*** Information supplied ***

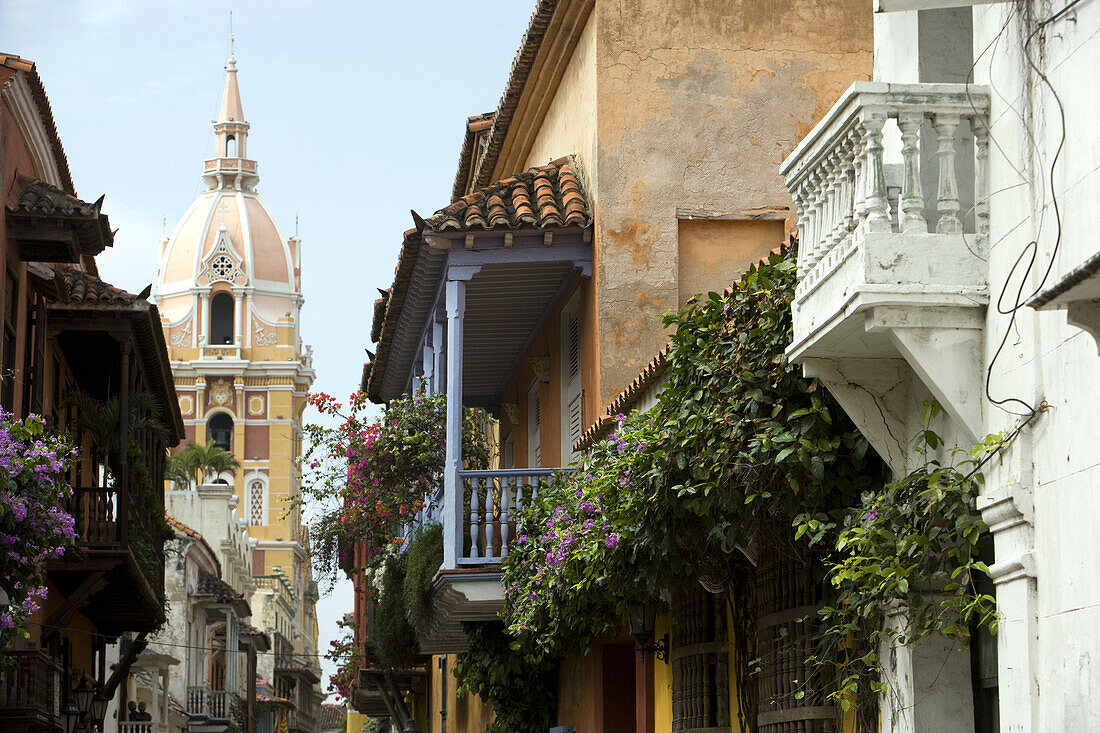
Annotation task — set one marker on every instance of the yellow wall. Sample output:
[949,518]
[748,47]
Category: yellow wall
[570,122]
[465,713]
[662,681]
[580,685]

*** End of Information supplied ***
*** Information supplied ***

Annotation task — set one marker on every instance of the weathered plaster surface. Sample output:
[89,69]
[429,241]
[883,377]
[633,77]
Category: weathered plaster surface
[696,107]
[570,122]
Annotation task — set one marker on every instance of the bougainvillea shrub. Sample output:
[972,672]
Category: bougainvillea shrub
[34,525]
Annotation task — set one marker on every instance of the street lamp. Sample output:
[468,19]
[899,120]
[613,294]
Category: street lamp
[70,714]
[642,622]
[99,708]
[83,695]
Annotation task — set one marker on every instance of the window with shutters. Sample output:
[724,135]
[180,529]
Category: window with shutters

*** End of Information supplied ***
*** Information supplied ***

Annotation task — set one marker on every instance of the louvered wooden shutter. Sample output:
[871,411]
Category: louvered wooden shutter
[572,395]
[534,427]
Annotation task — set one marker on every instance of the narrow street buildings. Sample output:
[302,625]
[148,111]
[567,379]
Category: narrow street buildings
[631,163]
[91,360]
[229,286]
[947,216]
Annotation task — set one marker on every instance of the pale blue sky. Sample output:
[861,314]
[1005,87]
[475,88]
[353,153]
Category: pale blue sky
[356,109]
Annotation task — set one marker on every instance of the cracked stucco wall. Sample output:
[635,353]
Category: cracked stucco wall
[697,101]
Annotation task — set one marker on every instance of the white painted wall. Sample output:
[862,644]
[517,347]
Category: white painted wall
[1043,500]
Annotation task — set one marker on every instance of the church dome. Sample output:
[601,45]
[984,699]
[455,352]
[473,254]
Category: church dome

*** End of Information supplied ***

# Task to carry out
Copy, from the lines above, each one that holds "window".

# Solution to this task
Annotation task — set one marker on every instance of the window with shutters. Sample output:
Category: window with shutters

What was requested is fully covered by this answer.